* _RECORDS_
··········
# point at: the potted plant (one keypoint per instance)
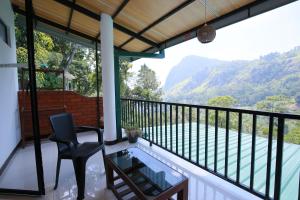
(133, 132)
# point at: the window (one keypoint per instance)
(4, 32)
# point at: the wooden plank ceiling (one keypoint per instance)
(138, 24)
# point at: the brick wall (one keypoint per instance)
(83, 109)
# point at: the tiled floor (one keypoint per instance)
(20, 174)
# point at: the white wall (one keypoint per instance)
(9, 114)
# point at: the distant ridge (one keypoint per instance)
(196, 79)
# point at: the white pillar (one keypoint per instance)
(108, 80)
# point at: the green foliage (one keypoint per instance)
(222, 101)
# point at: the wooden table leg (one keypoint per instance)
(109, 176)
(183, 194)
··········
* _PROBLEM_
Your answer must be the line that contains "# point at: the green" and every line after it to the end of the records, reproduced exactly.

* _EXERCISE OUTPUT_
# point at: the green foliage (one keypoint per instance)
(222, 101)
# point at: the wooden table leg (one keypoint per instance)
(109, 176)
(183, 194)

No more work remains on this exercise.